━━ ENTRIES SUPPLIED ━━
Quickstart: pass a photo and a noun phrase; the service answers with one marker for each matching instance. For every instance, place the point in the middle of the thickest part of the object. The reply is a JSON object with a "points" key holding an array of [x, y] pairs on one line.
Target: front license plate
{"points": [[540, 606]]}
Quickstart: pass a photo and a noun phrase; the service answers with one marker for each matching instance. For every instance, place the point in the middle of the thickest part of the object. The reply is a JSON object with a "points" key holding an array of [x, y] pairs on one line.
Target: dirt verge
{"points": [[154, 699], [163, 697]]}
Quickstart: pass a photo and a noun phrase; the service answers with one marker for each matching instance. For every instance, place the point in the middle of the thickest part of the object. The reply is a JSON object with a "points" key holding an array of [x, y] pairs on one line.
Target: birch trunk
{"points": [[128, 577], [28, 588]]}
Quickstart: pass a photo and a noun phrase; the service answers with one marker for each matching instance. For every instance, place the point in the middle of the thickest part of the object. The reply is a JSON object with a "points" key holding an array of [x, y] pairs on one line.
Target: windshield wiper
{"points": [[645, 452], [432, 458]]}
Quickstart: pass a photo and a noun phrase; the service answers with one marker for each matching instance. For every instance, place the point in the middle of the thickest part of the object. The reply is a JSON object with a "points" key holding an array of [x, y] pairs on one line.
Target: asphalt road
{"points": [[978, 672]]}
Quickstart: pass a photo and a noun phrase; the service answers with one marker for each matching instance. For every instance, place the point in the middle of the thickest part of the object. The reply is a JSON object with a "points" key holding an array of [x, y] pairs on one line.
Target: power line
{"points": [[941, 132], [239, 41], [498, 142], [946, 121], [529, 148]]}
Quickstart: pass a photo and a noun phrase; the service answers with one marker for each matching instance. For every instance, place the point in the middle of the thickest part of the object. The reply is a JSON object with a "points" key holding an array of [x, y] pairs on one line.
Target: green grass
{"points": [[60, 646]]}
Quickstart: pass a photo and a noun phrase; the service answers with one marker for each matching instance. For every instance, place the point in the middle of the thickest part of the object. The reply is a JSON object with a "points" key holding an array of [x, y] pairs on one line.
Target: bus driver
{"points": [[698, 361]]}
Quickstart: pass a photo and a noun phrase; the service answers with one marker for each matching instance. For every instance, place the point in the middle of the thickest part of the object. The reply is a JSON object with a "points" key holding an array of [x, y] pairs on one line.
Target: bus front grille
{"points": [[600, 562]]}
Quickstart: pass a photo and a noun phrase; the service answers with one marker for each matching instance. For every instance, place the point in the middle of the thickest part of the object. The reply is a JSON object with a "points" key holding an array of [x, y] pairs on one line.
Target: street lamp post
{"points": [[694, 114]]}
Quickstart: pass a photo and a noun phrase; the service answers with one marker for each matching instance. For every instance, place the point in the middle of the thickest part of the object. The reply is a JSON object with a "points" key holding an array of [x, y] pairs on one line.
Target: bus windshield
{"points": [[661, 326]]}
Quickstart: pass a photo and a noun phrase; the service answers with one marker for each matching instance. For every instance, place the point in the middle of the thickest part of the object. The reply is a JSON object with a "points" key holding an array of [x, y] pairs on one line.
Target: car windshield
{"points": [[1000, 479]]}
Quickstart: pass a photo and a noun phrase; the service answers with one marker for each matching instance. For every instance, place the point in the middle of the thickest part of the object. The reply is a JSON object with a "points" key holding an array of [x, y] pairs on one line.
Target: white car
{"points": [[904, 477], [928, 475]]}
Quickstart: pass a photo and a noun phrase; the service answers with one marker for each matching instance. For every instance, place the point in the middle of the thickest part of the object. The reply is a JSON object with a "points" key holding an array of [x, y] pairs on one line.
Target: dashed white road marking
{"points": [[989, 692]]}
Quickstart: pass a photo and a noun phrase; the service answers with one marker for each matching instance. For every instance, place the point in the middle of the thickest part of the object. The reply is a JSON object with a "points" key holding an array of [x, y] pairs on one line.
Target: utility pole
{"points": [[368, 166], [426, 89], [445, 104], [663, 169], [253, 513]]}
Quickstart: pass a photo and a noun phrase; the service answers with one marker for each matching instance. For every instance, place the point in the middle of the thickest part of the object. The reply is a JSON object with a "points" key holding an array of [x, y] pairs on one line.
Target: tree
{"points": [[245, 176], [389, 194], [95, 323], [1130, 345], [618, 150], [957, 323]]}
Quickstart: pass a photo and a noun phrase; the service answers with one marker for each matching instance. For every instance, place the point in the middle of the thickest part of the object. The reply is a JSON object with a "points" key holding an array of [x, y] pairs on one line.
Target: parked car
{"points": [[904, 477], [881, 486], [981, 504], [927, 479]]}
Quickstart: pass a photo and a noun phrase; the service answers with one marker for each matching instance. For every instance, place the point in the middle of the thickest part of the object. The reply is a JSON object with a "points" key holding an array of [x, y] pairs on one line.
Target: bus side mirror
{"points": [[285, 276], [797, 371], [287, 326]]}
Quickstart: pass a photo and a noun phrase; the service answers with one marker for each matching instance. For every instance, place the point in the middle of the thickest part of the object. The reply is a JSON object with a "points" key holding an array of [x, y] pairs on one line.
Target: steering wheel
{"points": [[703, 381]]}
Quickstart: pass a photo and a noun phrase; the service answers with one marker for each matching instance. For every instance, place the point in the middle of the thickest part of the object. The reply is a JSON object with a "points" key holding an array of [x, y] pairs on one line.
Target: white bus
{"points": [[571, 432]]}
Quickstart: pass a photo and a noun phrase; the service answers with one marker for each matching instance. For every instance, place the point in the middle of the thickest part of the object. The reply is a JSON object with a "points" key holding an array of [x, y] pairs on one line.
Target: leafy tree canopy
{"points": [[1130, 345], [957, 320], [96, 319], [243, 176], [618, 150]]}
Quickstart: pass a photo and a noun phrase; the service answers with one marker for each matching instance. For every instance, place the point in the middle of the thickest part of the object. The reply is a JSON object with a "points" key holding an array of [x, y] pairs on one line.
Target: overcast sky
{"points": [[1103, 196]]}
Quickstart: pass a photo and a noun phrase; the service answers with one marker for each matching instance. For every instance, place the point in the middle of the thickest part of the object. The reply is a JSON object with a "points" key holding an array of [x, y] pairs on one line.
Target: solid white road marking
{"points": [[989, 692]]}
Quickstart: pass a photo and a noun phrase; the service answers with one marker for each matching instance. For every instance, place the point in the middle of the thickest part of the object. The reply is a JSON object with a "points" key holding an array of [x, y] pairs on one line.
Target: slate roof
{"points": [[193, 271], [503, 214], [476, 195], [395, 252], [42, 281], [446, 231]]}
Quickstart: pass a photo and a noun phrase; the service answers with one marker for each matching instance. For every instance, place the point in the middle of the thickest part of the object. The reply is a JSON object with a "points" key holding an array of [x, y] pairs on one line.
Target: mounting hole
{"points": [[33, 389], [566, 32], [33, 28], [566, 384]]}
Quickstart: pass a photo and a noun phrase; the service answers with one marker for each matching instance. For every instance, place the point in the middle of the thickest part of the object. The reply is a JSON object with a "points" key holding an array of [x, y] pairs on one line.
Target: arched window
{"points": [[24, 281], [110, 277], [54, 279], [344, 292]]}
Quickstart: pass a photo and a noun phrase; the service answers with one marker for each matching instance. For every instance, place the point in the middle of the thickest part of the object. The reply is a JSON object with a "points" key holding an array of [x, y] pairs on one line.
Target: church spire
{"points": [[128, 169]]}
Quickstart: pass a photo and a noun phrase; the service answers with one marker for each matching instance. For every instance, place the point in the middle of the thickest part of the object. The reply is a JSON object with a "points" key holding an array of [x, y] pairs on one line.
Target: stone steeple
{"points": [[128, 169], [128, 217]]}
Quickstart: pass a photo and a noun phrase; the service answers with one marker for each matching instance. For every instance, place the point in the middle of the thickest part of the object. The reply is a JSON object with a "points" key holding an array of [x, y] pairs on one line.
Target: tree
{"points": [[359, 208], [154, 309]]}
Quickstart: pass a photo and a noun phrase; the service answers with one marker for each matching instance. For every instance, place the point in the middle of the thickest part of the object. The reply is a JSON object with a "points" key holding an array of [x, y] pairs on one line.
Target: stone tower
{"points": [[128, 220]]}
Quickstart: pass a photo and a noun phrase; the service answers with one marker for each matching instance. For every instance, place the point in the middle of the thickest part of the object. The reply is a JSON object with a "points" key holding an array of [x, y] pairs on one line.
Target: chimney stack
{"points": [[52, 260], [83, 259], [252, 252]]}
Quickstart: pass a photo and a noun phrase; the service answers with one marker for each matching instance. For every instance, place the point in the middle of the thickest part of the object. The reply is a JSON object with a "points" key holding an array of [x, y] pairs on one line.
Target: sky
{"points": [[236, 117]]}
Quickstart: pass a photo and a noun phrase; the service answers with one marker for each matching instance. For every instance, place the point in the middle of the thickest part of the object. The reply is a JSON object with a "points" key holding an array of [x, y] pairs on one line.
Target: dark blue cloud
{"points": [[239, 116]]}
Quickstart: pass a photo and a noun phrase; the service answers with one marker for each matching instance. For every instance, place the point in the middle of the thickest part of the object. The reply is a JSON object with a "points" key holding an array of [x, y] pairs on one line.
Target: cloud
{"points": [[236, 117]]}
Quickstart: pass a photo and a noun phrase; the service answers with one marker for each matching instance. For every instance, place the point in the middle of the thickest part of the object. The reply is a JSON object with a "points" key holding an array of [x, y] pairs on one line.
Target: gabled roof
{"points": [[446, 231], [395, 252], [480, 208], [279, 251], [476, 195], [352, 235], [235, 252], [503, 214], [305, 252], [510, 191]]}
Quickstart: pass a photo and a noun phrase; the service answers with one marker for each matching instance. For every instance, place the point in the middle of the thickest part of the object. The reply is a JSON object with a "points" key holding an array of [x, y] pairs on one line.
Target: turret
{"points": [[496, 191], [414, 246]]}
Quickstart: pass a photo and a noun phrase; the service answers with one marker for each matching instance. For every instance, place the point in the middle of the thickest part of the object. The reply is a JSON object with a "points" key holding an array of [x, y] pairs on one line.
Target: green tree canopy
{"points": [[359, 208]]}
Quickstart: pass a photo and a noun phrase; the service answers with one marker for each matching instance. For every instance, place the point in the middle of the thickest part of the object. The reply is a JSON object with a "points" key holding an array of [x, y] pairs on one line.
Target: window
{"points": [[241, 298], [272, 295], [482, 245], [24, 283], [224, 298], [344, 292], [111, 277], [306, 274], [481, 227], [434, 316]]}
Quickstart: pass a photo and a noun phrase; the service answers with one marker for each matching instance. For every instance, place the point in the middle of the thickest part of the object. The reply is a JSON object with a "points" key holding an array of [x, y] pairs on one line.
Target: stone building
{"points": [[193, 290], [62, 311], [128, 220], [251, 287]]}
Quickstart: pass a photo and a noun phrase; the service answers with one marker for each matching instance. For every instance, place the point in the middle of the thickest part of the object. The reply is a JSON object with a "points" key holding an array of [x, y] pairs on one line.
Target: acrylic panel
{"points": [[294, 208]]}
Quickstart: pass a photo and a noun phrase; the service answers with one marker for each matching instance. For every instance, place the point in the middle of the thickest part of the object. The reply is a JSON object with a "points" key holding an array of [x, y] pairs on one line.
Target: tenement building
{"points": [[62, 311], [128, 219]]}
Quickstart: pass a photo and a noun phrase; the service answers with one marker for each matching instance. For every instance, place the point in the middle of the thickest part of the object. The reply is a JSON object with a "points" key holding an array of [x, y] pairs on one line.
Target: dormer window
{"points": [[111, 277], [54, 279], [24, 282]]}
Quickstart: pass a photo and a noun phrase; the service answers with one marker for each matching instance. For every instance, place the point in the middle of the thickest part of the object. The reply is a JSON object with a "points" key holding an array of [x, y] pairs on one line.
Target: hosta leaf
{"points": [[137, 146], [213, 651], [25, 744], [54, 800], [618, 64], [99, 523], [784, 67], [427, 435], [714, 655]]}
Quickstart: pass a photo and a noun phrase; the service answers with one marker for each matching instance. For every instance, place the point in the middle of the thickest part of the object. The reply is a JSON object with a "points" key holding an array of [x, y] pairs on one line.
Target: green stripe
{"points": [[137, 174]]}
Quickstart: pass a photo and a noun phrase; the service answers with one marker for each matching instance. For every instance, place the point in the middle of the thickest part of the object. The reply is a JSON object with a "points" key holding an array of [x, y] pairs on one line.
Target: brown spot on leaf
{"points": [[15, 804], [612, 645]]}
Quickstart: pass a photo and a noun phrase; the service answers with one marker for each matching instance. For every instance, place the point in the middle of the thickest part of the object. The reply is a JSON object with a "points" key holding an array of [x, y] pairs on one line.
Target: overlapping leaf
━━━
EXERCISE OBJECTIVE: Count the lines of the listing above that contain the string "white", treating uppercase and lowercase letters as distinct. Reply with the number alone.

PROBLEM SOLUTION: 4